***** SUPPLIED RECORDS *****

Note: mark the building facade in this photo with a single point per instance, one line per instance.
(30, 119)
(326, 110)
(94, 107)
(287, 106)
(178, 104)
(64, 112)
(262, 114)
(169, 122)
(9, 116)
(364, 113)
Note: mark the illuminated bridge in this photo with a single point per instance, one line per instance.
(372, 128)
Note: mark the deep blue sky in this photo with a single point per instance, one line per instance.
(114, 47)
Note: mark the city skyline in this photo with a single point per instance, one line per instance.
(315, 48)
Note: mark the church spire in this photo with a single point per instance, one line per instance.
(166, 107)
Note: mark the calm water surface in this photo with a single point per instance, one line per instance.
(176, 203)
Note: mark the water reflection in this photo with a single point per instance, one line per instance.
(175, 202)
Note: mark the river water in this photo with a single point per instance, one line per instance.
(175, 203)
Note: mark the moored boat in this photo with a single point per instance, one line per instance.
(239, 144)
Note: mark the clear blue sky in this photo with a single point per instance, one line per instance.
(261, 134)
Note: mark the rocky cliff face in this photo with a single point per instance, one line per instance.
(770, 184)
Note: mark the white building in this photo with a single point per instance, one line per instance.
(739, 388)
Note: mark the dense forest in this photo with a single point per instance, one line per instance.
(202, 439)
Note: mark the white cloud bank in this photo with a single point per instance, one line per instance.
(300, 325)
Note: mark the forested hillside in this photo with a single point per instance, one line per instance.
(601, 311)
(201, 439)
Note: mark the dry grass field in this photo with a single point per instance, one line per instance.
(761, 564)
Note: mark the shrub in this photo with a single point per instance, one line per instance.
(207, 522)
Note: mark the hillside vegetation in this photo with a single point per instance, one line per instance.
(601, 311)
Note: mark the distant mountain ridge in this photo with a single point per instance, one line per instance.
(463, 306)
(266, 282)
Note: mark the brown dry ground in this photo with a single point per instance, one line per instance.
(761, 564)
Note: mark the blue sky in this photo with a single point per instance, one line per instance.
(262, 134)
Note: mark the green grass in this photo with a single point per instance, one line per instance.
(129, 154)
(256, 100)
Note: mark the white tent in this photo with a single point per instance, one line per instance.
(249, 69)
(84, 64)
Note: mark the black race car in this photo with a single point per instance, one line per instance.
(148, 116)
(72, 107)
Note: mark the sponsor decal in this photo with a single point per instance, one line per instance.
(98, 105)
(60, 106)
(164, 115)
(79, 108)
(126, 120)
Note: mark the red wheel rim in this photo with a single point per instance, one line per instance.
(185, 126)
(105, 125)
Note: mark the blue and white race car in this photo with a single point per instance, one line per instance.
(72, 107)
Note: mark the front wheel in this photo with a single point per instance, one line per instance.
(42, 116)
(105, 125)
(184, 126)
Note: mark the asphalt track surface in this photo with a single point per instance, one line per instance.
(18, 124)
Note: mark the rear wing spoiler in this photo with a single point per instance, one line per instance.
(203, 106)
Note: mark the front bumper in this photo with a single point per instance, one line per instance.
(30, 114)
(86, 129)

*****

BRIEF:
The material above needs to be copied out in full, exactly as given.

SOLVED PROBLEM:
Note: mark the building facade in this photo with a single point per instance, one line per instance.
(30, 119)
(326, 110)
(94, 107)
(287, 106)
(178, 104)
(64, 112)
(262, 114)
(169, 122)
(9, 116)
(364, 113)
Note: mark the illuminated bridge in this photo with a single point per instance, one line per instance.
(372, 128)
Note: mark the deep blue sky in this photo with a single point per instance, one line per instance.
(114, 47)
Note: mark the city skyline in this photo with a single point per instance, one line per instance.
(315, 48)
Note: mark the church spire in this photo with a single point per instance, one line per instance.
(166, 107)
Note: mark the calm water surface in this photo with a single point per instance, one line per instance.
(176, 203)
Note: mark the water reflection in this photo with a single point per instance, one line per instance.
(175, 202)
Note: mark the river water in this photo with a single point per instance, one line per instance.
(175, 203)
Note: mark the moored boat in this photo with a single point per instance, one line per instance.
(239, 144)
Note: mark the clear blue sky in this photo with a single point per instance, one line per instance.
(261, 134)
Note: mark the rocky cliff face in this photo with a single point per instance, one line per instance.
(770, 184)
Note: mark the white building in this photo with a single point per instance, one line per instance.
(739, 388)
Note: mark the dense forest in this photo with a single point per instance, one line per instance.
(202, 439)
Note: mark the white cloud bank in this photo with a single point per instance, one line per instance.
(300, 325)
Note: mark the forested hillside in this photo with a single point per instance, one line per instance.
(601, 311)
(201, 439)
Note: mark the dry grass field in this photo with a single point per instance, one line per instance.
(761, 564)
Note: mark the shrub in this photo with a single point per instance, one line per instance.
(207, 522)
Note: mark the hillside vegetation in this photo with a single point per instance, one line per instance.
(601, 311)
Note: mark the distant mountain ridge in this photo with a single point per instance, one line per instance.
(463, 306)
(266, 282)
Note: mark the brown dry ground in this photo with a single point per instance, one line per instance.
(761, 564)
Note: mark the blue sky in this photo with a single point per instance, one line per instance.
(262, 134)
Note: mark the green grass in this photo with a single point per instance, one line per instance.
(129, 154)
(256, 100)
Note: mark the white tent in this photo with a single point per instance, one line per instance.
(249, 69)
(84, 64)
Note: mark the black race car in this photo with a single point per instance, one line per instance.
(148, 116)
(72, 107)
Note: mark the sponsor decal in this photo with a single point per instance, one line per instance.
(98, 105)
(60, 106)
(164, 115)
(79, 108)
(126, 120)
Note: mark the red wheel rim in this photo with a single point per instance, one line per instance.
(185, 126)
(105, 125)
Note: mark the blue and white race car in this photo with a single point per instance, one line per instance.
(72, 107)
Note: mark the front wheel in this photo with a single point per instance, one line per instance.
(42, 116)
(105, 125)
(184, 126)
Note: mark the asphalt track surface in this photo with a single point per instance, one line per instance.
(18, 124)
Note: mark the rear wing spoiler in this photo with a single point per instance, one line per instance.
(203, 106)
Note: mark the front bumper in this photo with a single point per instance, one line per instance.
(30, 114)
(86, 129)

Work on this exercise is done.